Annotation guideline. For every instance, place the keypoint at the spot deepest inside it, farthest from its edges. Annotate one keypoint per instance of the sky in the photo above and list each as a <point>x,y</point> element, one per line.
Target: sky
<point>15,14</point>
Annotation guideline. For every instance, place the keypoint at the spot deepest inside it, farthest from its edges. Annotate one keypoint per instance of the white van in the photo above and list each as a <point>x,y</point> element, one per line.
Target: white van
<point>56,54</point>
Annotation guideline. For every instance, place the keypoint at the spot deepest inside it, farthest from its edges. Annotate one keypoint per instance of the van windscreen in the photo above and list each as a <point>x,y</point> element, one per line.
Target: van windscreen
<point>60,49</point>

◆ ◆ ◆ ◆ ◆

- PROBLEM REQUIREMENTS -
Your answer must consist only of the lines from the one with "of the white" through the final line of the entries, each retyped exactly.

- SOLUTION FOR THIS EXERCISE -
Annotation guideline. For every instance, place the keypoint at the spot deepest inside it, farthest from its edges. Annotate one keypoint per instance of the white van in the photo above and list each as a <point>x,y</point> element, one per line.
Target: white van
<point>56,54</point>
Annotation guideline. For every instance, place the keypoint at the spot deepest inside it, farthest from its edges. Annotate one keypoint per instance of the van windscreen in the photo above and list each as a <point>x,y</point> element, one per line.
Target: van windscreen
<point>60,49</point>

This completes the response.